- **PROVIDED TEXT**
━━━━
Kidney friendly
Standing on a chair in his grandmother’s kitchen, Duane Sunwold started cooking at age 4 and never stopped. By the fourth grade, flour streaks matched the grass stains on his pants as he mastered the mysteries of pie crust and he never looked back.
Sunwold currently serves as the department chair for the Inland Northwest Culinary Academy at Spokane Community College, where he first picked up his professional chef credentials in the 1970s before heading north to the Southern Alberta Institute of Technology for additional training. Along the way he served as sous chef at the Hayden Lake (Idaho) Country Club and took only two years to advance from waiter to assistant general manager at a resort in Hawaii. In 1982, he returned to SCC to teach and has led the culinary arts department for 12 of the last 16 years.
The four-year gap in his time of service is significant. In the fall of 1999, he told the department he could no longer serve as chair. Even with the rest of summer behind him, he felt exhausted. Looking back he realized this deep tiredness had been building for several years, and he stopped trying to ignore it. It was all he could do to survive his own teaching load.
Then 11 months later, on his 43rd birthday, Sunwold woke up with a massive migraine and the right half of his face suddenly swollen to Elephant Man proportions. Numerous doctor visits failed to find any cause for the ongoing exhaustion, or the new headaches and swelling. Out of exasperation in December, a Group Health physician’s assistant ordered a blood and urine work up and caught something. Sunwold’s kidneys were spilling the protein albumin like a punctured plane leaking fuel. Typically, a person might lose only 50 milligrams in their urine a day. Sunwold was losing 240 times that: 12 grams. Describing the situation with a rueful smile he says: “I was literally peeing egg whites,” (which are composed of the protein albumin).
A week later doctors admitted him to Sacred Heart with dangerously high blood pressure and a Teflon migraine that nothing but a morphine drip could touch. The diagnosis? Chronic kidney disease. The prospects? Grim.
Kidney disease mutates the structure in the kidneys. They begin to filter out protein that the body needs, even as they fail to remove toxins that eventually can destroy the kidneys altogether. Failing kidneys such as Sunwold’s function like an insane bouncer at a bar who refuses to let regular patrons in even as he starts packing the place with the deadbeats and hit men. It was only a matter of time.
In Sunwold’s case, not much time. Chronic kidney disease is measured in stages. Problems begin at stage one; stage five is organ shutdown and dialysis or transplant. In just months and despite massive doses of steroids and other meds, Sunwold hit 4.7: “I could feel dialysis,” he says.
Eighteen months after his initial diagnosis, desperate to talk to any doctor who might offer some hope, he sat down in the office of Dr. Katherine Tuttle from the Providence Medical Research Center at Sacred Heart. Since Sunwold was not her patient at the time, she remained circumspect. Yet, in addition to suggesting a couple of medication adjustments, Tuttle also mentioned that animal protein was particularly hard on struggling kidneys.
━━━━
- **EXERCISE DIRECTIONS**
Reproduce word for word the part of the article about Duane Sunwold starting at "Kidney friendly" and ending at "never looked back.". The listing that comes next has no connection to the article about Duane Sunwold.
━━━━
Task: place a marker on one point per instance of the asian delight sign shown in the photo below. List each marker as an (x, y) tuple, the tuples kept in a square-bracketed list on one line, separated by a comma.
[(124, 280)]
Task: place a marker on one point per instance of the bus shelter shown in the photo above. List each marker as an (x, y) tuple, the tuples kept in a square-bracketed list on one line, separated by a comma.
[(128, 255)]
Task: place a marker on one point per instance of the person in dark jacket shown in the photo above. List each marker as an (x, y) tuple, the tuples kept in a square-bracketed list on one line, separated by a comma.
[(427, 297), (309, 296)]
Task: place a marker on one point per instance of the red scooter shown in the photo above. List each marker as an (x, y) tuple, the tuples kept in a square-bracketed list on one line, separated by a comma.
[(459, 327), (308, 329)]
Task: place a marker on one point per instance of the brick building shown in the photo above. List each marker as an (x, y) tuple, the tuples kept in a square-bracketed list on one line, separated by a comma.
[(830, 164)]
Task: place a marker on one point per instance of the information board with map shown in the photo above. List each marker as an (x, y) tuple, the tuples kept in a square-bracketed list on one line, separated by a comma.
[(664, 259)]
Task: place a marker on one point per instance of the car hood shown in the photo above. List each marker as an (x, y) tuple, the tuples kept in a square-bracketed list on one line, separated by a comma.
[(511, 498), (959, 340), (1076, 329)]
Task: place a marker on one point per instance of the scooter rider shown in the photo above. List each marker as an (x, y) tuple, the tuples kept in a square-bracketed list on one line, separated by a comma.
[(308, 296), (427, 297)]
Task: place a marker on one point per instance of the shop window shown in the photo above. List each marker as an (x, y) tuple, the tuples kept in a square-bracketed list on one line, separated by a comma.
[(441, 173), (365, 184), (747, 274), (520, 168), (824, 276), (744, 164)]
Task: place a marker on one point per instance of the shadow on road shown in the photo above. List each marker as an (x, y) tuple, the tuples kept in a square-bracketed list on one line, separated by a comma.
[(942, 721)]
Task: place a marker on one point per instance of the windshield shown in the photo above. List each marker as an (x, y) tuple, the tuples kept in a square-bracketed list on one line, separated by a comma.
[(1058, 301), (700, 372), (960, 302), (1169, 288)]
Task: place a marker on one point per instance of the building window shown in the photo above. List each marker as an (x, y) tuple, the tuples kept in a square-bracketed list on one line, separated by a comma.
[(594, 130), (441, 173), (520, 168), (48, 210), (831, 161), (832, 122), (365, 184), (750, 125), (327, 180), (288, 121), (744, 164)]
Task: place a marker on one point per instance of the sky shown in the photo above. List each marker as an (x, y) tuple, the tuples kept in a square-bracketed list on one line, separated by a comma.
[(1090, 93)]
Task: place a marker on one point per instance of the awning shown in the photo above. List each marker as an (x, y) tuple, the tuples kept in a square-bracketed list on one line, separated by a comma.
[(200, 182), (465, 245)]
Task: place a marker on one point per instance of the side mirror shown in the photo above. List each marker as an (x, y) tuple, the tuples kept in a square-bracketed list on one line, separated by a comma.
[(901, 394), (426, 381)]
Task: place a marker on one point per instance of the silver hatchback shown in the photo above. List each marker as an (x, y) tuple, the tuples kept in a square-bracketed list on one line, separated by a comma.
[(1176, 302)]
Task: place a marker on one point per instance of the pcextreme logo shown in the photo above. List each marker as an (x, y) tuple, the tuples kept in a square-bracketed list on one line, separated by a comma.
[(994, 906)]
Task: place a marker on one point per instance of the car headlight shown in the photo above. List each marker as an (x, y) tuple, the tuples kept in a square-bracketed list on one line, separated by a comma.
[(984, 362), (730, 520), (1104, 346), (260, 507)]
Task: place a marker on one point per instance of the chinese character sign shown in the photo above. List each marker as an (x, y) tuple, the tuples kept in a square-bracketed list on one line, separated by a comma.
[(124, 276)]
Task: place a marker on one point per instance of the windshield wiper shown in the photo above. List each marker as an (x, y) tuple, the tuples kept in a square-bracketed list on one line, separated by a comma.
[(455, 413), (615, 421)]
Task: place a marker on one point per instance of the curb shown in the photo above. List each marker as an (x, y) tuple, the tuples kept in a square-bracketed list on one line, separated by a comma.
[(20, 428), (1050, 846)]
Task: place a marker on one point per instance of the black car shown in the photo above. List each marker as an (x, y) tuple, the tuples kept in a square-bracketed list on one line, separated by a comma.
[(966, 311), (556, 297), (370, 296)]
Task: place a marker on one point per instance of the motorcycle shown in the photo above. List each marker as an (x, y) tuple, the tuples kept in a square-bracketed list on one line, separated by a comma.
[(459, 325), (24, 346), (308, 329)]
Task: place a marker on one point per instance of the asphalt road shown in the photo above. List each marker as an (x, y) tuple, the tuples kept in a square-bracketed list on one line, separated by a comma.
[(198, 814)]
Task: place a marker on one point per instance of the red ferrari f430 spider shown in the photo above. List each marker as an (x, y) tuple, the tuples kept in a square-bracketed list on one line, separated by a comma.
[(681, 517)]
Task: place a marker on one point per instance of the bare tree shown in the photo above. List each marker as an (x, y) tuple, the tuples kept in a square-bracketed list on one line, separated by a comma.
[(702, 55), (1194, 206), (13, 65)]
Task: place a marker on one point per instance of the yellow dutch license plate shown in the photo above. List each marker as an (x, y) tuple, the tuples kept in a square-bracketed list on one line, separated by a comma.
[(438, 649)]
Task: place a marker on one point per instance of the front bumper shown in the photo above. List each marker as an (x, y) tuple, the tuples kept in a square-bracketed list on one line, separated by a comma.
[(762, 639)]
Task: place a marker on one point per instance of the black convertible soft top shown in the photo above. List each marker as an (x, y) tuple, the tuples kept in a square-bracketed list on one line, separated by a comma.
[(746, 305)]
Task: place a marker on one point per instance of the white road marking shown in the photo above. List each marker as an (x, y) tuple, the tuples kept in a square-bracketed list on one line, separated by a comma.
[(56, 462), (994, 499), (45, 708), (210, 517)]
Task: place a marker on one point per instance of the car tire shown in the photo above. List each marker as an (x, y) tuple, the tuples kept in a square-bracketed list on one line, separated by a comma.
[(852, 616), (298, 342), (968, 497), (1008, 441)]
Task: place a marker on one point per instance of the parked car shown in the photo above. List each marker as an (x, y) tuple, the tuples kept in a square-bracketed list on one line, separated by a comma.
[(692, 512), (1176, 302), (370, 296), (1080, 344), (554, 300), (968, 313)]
━━━━
- **RESPONSE BELOW**
Kidney friendly
Standing on a chair in his grandmother’s kitchen, Duane Sunwold started cooking at age 4 and never stopped. By the fourth grade, flour streaks matched the grass stains on his pants as he mastered the mysteries of pie crust and he never looked back.